### EXCERPT
**********
Albanian philosopher (1818–1880)

Zef Jubani or Giuseppe Jubany in Italian (born Zef Ndokillia; 1818 – February 1, 1880) was an Albanian folklorist and activist of the Albanian National Awakening. He is known for the publication of a Collection of Albanian Folk Songs and Rhapsodies in the Gheg Albanian dialect. Jubani advocated the creation of a unique alphabet of the Albanian language. For his political activities, which often were anti-clericalist, Jubani was denounced to the Holy See by the Jesuit missionaries of Shkodër.

== Life ==
Zef Jubani was born in 1818 in Shkodër, Ottoman Empire, to a notable merchant family from the nearby village of Juban. His mother was from Malta, so between 1830 and 1838 he studied there while living with his uncle. After returning to Shkodër he worked since 1848 as a secretary to the French consul of the city and also became the assistant of the vice consul of the United Kingdom in 1853. Jubani spent a significant part of his life in Trieste, Venice and modern Montenegro.

== Legacy ==
=== Works ===
Since 1850 Jubani documented the folklore of his home region. In 1858 part of his work was published in the Histoire et description de la Haute Albanie ou Guegarie written by Hyacinthe Hecguard, then French consul of Shkodër. The original texts of the folk songs documented by Jubani included in Hecguard's work were lost on 13 January 1866 during a flood in Shkodër. His best known work is the Collection of Albanian Folk Songs and Rhapsodies (Përmbledhje këngësh popullore dhe rrapsodish shqiptare, Raccolta di canti popolari e rapsodie di poemi albanesi) published in 1871 in Trieste. The Collection of Albanian Folk Songs and Rhapsodies is the first collection of folk songs in the Gheg Albanian dialect and the first folklore work published by an Albanian who lived in Albania. The book was published along with two political and philosophical studies of Jubani the Current situation of the population of northern Albania (Gjendja aktuale e popullit të Shqiperisë së Veriut) and Thoughts on the moral situation and intellectual culture of the Albanian people (Kundrime mbi gjëndjen morale dhe mbi kulturën intelektuale të popullit shqiptar), which were introductory to his main work.

In the two introductory studies Jubani advocated for the formation of a literary commission for the purification of the Albanian language and the promotion of Albanian literature. Jubani also supported the creation of a unique alphabet for the Albanian language, arguing that since Albanian was a unique language, it should have a separate alphabet, and wrote a grammar textbook of the Albanian language. In Trieste he became one of the editors of a local newspaper and in 1873 he edited and translated from Ottoman Turkish to Italian Law, appendix and procedure of the Ottoman commerce (Codice e appendice e procedura commercialo ottomano), a book about commerce practices in the Ottoman Empire. In 1878 he published in Venice a pamphlet to encourage the use of steamships in routes between Albania and Italy. Jubani's study On the Albanian poetry and music was among the first works that dealt with the polyphonic music of the area of Myzeqe.
**********
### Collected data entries
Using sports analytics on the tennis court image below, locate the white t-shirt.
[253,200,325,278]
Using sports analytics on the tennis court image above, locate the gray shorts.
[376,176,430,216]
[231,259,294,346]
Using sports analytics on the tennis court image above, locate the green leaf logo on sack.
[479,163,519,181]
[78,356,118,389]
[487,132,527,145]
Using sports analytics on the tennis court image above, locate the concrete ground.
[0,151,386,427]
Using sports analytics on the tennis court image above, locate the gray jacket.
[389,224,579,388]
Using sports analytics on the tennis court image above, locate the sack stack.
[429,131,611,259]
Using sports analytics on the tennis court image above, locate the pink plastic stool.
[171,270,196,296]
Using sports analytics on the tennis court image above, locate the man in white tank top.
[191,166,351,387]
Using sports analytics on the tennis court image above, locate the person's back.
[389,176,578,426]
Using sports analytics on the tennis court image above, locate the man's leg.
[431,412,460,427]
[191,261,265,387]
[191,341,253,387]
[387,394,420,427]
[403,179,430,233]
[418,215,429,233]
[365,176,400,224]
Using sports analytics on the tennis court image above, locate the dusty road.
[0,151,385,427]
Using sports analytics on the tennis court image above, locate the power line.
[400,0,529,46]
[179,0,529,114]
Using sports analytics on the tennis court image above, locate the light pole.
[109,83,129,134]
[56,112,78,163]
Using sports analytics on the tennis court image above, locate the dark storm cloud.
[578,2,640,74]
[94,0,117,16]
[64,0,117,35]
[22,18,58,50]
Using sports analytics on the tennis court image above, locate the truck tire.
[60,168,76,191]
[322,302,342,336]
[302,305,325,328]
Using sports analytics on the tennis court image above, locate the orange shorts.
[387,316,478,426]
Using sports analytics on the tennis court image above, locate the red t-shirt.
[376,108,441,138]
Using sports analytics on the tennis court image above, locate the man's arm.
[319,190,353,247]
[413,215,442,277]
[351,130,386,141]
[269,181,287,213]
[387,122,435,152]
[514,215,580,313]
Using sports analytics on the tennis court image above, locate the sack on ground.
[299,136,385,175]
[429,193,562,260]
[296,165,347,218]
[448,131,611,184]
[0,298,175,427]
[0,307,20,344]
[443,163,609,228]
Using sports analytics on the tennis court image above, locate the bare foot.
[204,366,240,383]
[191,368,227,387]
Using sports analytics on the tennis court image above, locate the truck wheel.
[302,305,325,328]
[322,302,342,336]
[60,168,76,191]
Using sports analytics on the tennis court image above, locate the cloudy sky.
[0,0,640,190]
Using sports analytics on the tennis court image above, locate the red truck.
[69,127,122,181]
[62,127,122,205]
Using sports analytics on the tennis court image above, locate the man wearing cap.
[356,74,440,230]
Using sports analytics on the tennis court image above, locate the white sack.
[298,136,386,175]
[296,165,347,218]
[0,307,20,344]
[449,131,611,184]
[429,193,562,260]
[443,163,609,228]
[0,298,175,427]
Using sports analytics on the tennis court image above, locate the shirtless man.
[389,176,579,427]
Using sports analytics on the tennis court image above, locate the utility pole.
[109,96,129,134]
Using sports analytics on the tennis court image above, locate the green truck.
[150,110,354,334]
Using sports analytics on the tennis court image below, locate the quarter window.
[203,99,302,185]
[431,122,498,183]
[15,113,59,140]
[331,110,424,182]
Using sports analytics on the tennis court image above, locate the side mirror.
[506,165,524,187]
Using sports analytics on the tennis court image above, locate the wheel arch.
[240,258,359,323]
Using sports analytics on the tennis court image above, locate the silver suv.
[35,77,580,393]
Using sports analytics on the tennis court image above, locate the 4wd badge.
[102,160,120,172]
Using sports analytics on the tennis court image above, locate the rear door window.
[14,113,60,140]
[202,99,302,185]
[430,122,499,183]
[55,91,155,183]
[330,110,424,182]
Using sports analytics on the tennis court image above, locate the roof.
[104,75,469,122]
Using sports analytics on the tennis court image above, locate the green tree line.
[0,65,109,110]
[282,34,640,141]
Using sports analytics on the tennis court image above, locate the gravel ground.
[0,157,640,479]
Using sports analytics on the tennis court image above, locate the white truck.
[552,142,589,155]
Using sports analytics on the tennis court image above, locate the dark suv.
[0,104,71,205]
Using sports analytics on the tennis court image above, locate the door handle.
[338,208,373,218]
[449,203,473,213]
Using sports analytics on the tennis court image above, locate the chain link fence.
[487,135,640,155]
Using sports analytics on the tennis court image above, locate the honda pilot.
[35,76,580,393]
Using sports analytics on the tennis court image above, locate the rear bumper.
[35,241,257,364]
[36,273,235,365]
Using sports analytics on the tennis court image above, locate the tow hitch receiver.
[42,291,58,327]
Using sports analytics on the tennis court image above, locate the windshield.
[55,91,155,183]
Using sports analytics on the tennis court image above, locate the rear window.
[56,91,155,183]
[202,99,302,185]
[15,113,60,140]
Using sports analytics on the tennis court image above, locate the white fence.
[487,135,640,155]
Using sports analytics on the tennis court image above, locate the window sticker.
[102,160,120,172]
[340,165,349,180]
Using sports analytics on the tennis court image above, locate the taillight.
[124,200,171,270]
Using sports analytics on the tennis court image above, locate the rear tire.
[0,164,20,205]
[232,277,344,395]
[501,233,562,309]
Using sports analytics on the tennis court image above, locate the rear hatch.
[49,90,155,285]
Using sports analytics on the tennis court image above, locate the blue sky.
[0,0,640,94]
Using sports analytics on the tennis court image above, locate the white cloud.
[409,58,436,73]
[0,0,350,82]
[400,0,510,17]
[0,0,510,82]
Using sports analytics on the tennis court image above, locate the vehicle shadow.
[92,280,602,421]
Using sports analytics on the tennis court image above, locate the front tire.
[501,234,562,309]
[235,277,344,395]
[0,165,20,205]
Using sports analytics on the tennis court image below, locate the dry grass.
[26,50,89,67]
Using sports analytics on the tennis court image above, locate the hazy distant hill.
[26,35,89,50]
**********
### PROBLEM DETAILS
Retype the part of the Zef Jubani excerpt starting at "Zef Jubani or" and ending at "missionaries of Shkodër.". Rely only on the Zef Jubani excerpt for what comes next.

### OUTPUT FOR THIS TASK
Zef Jubani or Giuseppe Jubany in Italian (born Zef Ndokillia; 1818 – February 1, 1880) was an Albanian folklorist and activist of the Albanian National Awakening. He is known for the publication of a Collection of Albanian Folk Songs and Rhapsodies in the Gheg Albanian dialect. Jubani advocated the creation of a unique alphabet of the Albanian language. For his political activities, which often were anti-clericalist, Jubani was denounced to the Holy See by the Jesuit missionaries of Shkodër.